Slip-and-fall and driving
The icy, slippery surface can be dangerous when walking or running outside, just as well as when driving during winter.
During heavy snowstorms, it is highly advised to stay inside until roads and sidewalks are properly cleared. However, if you do have to leave the safety of your home, make sure to have appropriate footwear - warm shoes or boots with good tread for traction. If you can, spread sand or rock salt on the areas around your home to improve traction.
Always pace yourself, take slower and shorter steps on the slippery road. If you feel yourself falling anyway, do not fight it; try to always land on your side or bottom to avoid serious back or head injuries.
Driving is another potentially hazardous activity in the winter. Driving too fast for the weather conditions and not leaving enough braking distance between cars are the most common reasons for car accidents during the winter.
Avoid changing lanes too quickly or cutting people off. Do not rush; take plenty of time to get to your destination. Always check to ensure your car has properly functioning brakes and charged battery, as well as sufficient fluid levels.
Winter and snow sports injuries
Injuries common to winter sports that relate to cold and slippery conditions include sprains, strains, dislocations, head and back injuries, frostbite, and fractions. Fortunately, the majority of these sport-related injuries are preventable.

# # # # #

- Task set:
a) Reproduce the winter safety text word for word, everything from "Avoid changing lanes" down to "sufficient fluid levels.".
b) In one to three sentences, explain why the winter safety text says a person who feels themselves falling should try to land on their side or bottom.
The entries that follow are separate material and are unrelated to the winter safety text.

- Stored rows:
# # # # #

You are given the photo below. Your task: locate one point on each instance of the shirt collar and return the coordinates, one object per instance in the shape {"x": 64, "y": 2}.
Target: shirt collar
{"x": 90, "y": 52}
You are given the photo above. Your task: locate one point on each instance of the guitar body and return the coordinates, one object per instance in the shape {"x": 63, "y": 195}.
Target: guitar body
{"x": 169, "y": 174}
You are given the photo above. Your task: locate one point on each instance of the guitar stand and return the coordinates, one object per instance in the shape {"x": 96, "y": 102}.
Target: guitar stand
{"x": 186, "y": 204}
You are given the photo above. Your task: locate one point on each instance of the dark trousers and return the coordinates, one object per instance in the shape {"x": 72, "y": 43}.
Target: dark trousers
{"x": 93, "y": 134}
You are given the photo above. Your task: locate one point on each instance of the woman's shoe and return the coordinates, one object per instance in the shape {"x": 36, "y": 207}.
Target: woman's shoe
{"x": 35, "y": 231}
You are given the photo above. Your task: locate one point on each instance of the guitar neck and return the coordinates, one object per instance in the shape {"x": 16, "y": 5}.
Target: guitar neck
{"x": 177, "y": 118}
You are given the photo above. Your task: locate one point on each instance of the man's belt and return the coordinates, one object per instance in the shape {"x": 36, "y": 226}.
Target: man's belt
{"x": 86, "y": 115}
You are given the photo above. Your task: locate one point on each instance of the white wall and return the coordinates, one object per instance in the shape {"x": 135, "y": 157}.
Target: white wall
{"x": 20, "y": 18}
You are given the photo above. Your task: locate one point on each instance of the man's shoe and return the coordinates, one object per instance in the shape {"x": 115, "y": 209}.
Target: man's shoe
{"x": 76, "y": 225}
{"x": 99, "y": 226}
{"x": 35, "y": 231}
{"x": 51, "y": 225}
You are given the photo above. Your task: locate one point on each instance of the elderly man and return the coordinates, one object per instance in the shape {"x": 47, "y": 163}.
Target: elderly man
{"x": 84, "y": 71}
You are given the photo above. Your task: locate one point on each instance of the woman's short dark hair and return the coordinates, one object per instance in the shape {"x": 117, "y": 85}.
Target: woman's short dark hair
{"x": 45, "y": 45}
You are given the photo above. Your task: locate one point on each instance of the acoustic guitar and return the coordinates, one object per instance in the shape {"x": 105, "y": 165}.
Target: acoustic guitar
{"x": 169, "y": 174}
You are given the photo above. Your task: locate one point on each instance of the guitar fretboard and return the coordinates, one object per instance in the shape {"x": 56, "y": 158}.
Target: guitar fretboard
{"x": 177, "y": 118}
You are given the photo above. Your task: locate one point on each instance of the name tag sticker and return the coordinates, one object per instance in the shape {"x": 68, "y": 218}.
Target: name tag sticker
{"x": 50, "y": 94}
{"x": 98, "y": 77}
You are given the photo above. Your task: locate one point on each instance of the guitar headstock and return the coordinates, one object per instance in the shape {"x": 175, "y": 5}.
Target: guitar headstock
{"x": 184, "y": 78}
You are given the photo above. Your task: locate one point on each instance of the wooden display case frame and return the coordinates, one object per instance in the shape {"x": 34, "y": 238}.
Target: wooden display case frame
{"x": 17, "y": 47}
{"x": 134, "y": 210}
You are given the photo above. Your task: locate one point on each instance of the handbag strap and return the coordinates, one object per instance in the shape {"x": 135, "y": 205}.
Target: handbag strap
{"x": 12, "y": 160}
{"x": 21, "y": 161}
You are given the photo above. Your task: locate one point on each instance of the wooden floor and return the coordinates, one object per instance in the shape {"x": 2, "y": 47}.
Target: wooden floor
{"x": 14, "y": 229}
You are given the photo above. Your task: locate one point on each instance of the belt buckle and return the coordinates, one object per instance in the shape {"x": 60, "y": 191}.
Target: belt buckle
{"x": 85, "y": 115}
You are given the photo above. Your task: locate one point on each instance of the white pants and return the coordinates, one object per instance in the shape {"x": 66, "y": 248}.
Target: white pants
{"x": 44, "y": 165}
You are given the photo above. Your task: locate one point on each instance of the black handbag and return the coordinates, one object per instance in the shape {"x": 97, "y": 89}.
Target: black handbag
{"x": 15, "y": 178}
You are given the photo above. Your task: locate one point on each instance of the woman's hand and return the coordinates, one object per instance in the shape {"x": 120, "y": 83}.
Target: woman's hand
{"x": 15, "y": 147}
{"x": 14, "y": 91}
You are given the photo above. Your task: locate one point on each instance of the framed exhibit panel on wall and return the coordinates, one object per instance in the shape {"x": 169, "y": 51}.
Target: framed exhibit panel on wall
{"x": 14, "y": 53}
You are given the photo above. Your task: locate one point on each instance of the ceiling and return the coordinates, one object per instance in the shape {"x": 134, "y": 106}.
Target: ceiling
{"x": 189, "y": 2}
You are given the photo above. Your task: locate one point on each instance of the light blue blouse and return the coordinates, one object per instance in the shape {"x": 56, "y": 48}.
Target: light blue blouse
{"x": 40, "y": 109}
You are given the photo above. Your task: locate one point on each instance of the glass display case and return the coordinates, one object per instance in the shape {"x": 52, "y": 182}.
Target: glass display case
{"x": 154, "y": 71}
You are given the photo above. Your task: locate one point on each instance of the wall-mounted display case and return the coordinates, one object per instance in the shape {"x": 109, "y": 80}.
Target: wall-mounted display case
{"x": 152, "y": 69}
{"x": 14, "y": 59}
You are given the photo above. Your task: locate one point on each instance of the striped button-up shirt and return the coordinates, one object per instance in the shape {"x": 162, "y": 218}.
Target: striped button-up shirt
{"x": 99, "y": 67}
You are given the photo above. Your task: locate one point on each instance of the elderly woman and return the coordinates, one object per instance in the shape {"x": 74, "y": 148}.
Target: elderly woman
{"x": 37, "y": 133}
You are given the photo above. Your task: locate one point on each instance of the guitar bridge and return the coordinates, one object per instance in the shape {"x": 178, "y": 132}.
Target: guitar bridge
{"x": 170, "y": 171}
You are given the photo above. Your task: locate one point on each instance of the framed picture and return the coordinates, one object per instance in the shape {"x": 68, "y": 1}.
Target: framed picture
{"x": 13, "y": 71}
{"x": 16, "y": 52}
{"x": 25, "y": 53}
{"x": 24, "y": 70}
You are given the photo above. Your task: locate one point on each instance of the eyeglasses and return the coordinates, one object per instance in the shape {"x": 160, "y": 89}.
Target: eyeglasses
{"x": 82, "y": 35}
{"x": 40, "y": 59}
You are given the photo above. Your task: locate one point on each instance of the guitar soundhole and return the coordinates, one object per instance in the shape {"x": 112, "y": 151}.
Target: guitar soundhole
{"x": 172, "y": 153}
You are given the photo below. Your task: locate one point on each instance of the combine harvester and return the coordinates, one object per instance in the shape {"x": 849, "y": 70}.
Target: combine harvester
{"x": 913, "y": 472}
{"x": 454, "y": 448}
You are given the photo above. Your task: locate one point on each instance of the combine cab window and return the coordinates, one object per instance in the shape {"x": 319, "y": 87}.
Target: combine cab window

# # # # #

- Task solutions:
a)
Avoid changing lanes too quickly or cutting people off. Do not rush; take plenty of time to get to your destination. Always check to ensure your car has properly functioning brakes and charged battery, as well as sufficient fluid levels.

b) Landing on the side or bottom helps avoid serious back or head injuries.